> **TEXT EXTRACT**
────────

B-trees
Balanced-tree algorithm: packs much more keys/pointers into a single node than a binary tree to make a flat tree and avoid disk seeks as much as possible.
1.Goal:
- Access a vast amount of information
- External search in symbol tables that are kept on a disk or on the web
2.Cost model:
- Page: a contiguous block of data
- Page access: the number of time a page is accessed, for read and write.
- Probe: the first access to a page. Accessing a page involves reading its contents into local memory. A page could be a file or web page.
- Goal of the algorithm: use a small number of probes to find any given key.
3.Nodes and link-pairs:
- M: root can have [2, M - 1] link-pairs, other node can have [M/2, M-1] link-pairs, by convention it's an even number
- Root node
- Internal nodes, which associate copies of keys with pages
External nodes, which have references to the actual data
*
is a special key, known as sentinel, it is defined to be less than all other keys.

────────

> **ENTRIES**
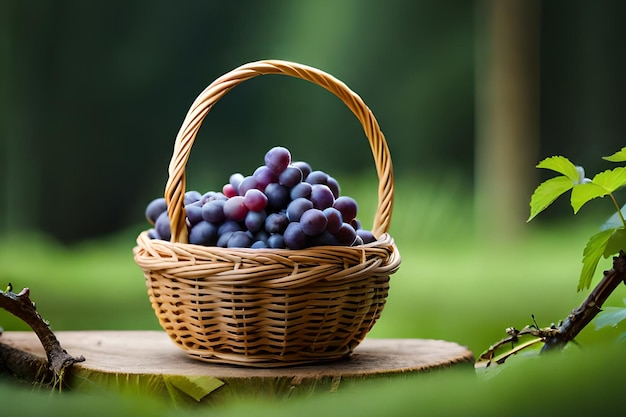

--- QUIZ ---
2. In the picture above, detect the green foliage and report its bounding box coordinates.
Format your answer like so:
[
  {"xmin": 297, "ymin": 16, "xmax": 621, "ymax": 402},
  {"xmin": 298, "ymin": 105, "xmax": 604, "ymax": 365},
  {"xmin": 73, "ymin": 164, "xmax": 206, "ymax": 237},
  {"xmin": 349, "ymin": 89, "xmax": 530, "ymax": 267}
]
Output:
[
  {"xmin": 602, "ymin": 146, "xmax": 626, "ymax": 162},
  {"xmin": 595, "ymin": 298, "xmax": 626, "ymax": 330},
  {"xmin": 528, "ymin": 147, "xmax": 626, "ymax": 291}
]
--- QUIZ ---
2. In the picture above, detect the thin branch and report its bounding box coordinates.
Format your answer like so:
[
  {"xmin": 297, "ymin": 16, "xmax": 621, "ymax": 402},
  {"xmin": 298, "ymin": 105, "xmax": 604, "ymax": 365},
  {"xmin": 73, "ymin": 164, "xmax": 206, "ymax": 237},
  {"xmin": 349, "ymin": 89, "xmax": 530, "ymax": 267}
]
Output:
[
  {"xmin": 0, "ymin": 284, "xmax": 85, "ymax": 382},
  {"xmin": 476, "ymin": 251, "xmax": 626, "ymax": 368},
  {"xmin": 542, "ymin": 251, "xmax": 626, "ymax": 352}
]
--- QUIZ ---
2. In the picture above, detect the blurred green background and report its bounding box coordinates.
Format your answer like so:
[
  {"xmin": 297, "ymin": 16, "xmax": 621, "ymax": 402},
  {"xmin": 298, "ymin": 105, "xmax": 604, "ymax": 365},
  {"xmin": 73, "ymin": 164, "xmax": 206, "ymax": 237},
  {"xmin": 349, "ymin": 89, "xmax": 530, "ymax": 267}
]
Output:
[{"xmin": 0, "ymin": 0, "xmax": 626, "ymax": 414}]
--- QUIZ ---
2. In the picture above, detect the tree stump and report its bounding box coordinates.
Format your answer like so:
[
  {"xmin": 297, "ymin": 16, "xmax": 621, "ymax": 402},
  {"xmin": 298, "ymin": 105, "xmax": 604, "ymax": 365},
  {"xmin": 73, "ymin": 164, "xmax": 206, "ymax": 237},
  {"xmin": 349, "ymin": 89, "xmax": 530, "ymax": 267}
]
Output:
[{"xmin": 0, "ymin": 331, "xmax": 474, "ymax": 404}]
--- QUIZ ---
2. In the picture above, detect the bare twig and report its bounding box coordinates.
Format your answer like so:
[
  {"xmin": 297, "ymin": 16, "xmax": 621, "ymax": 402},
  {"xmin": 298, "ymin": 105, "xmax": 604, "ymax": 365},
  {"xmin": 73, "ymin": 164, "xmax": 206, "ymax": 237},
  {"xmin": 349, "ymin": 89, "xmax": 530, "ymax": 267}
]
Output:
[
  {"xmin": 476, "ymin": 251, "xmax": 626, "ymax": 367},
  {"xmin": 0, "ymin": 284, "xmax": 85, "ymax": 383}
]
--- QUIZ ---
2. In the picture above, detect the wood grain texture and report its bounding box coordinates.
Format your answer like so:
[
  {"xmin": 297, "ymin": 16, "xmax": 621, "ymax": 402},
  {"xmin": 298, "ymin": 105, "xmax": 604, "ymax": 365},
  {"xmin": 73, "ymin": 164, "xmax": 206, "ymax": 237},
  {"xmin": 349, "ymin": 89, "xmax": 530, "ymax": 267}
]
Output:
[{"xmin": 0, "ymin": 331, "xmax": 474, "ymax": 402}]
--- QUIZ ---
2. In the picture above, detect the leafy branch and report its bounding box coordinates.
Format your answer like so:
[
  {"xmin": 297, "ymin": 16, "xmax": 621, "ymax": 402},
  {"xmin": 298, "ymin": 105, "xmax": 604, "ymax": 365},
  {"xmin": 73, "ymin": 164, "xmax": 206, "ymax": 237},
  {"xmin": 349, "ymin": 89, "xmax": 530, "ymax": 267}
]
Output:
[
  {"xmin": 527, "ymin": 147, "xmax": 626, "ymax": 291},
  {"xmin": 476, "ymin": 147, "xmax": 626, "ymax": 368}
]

────────

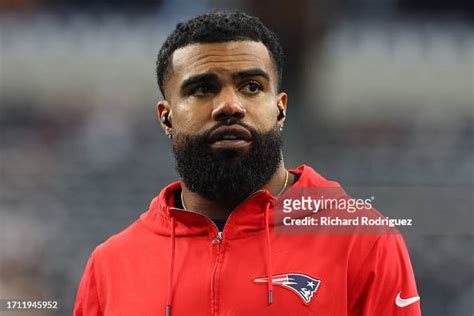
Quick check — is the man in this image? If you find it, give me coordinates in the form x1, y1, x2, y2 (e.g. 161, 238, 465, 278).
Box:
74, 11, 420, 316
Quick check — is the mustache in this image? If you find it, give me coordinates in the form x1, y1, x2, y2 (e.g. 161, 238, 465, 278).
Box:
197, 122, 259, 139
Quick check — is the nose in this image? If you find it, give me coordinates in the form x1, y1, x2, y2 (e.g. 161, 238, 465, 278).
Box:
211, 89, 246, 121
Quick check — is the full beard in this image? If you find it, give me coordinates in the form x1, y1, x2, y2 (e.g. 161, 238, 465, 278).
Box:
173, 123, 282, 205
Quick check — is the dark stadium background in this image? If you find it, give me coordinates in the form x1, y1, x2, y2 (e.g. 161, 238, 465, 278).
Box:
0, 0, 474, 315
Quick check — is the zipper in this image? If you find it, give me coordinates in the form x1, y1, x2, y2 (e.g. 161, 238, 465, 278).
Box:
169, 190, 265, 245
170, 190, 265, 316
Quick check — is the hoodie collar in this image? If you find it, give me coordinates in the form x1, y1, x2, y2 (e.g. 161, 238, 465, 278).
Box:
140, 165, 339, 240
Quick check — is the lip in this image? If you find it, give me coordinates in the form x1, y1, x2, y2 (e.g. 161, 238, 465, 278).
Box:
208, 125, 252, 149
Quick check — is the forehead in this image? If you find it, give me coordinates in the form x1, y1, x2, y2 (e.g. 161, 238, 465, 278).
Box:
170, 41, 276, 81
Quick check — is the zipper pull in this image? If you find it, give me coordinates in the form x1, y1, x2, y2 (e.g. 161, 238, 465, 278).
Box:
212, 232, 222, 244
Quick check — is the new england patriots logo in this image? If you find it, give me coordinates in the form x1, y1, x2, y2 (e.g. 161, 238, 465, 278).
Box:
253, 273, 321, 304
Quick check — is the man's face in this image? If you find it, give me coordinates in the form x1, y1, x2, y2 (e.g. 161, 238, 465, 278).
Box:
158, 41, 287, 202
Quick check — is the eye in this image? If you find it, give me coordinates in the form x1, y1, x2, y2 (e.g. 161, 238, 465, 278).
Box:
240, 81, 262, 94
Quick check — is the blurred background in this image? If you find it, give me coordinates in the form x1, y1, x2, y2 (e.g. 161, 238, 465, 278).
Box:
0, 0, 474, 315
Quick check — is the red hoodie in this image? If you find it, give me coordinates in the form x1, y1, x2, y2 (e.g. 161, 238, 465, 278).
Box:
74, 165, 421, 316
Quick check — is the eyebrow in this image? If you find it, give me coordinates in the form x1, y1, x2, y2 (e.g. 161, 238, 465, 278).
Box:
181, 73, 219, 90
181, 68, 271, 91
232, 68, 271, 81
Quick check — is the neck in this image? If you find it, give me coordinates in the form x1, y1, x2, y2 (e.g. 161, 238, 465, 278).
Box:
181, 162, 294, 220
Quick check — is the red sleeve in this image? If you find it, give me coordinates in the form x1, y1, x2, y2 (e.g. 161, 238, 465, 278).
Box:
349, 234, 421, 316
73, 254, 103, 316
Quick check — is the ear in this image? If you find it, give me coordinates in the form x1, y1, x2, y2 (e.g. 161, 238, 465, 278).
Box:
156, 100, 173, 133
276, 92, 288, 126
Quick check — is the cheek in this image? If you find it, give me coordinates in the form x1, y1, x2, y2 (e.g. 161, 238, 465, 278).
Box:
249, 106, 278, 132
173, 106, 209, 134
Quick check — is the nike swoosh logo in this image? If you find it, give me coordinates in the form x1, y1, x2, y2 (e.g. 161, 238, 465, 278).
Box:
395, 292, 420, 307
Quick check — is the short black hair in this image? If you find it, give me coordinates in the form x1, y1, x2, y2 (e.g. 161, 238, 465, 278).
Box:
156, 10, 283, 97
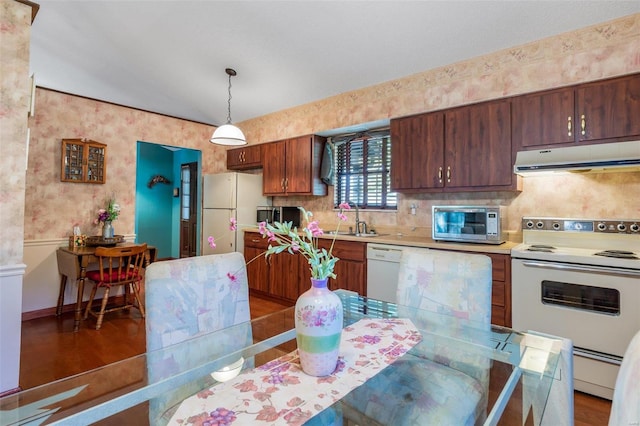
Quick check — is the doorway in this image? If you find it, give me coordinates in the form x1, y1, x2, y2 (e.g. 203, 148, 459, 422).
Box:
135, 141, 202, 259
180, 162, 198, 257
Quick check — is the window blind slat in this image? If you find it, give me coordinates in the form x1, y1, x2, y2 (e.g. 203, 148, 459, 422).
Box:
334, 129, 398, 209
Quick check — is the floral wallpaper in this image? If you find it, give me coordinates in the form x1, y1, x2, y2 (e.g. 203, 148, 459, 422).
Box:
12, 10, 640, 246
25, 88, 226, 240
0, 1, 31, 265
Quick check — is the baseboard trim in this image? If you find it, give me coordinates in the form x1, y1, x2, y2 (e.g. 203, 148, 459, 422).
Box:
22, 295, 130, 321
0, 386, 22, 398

────────

> **WORK TO DO**
[a] In the B-tree notes, rewrite the part from "- Probe: the" up to and including "all other keys.", changing "sentinel" to "guard key".
[b] Sum up the B-tree notes in two sentences.

> **OUTPUTS FOR THE TASKS**
[a]
- Probe: the first access to a page. Accessing a page involves reading its contents into local memory. A page could be a file or web page.
- Goal of the algorithm: use a small number of probes to find any given key.
3.Nodes and link-pairs:
- M: root can have [2, M - 1] link-pairs, other node can have [M/2, M-1] link-pairs, by convention it's an even number
- Root node
- Internal nodes, which associate copies of keys with pages
External nodes, which have references to the actual data
*
is a special key, known as guard key, it is defined to be less than all other keys.

[b] A B-tree is a balanced-tree algorithm that packs many more keys and pointers into one node than a binary tree does, which keeps the tree flat and avoids disk seeks as much as possible. It is meant for searching vast amounts of information kept on a disk or on the web while using only a small number of probes, a probe being the first access to a page.